• **EXERCISE**: Exactly reproduce the lines from the one holding "Identify the corrugated" through the final line of the listing below, with both ends included and nothing else.

—————

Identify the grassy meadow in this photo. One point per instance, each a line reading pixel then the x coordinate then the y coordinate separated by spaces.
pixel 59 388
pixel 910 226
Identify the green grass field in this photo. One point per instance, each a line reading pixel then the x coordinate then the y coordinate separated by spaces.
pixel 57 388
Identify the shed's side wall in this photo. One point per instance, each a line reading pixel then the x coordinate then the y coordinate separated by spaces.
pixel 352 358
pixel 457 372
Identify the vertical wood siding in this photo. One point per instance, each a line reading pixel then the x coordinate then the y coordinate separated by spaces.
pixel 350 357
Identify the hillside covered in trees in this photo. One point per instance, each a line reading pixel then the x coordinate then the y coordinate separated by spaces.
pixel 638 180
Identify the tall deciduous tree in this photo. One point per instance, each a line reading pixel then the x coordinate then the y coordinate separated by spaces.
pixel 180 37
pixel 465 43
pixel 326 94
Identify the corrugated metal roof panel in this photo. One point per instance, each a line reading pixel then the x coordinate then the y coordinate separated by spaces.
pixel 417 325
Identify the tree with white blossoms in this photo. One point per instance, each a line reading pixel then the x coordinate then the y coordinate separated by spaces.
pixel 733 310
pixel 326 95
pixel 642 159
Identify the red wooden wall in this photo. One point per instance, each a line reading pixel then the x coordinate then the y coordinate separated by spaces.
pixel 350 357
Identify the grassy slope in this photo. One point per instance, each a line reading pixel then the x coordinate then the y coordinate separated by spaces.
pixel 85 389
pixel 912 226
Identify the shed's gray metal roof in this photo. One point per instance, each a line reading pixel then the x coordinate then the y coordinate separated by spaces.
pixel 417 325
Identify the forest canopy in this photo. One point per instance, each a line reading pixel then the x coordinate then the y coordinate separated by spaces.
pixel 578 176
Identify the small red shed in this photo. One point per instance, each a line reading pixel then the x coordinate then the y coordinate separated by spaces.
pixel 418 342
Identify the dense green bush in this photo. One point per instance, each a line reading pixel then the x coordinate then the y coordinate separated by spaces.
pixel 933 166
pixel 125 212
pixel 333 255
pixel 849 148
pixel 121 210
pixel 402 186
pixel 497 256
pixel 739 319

—————

• **ANSWER SECTION**:
Identify the corrugated metal roof panel in this photo. One point per instance, each a line reading pixel then the x coordinate then the y coordinate separated by spaces.
pixel 417 325
Identify the tree with white blossoms in this photo. One point per instance, each a line reading pixel then the x coordinate then the y coordinate separated by spaces.
pixel 733 310
pixel 326 95
pixel 642 159
Identify the red wooden wall in this photo. One point per instance, each a line reading pixel then the x coordinate then the y coordinate separated by spaces.
pixel 350 357
Identify the grassy slope in this photo. One point per instance, each a line reading pixel then the x coordinate then the y coordinate separated by spaces.
pixel 85 389
pixel 912 226
Identify the shed's gray metal roof in this photo. One point per instance, each a line reading pixel then the x coordinate then the y coordinate separated by spaces.
pixel 417 325
Identify the forest canopy in this photo. One point per instance, each a line reading pixel then the x coordinate then the y coordinate separated by spaces.
pixel 578 176
Identify the small red shed in this photo. One point per instance, each a line reading pixel then the x coordinate then the y coordinate separated by spaces.
pixel 418 342
Identify the dense green bush in this photo. One point per instance, each a line reading pixel then the x coordinate then the y coordinate separated by spaces.
pixel 933 166
pixel 125 212
pixel 333 255
pixel 849 148
pixel 121 210
pixel 402 186
pixel 497 256
pixel 739 319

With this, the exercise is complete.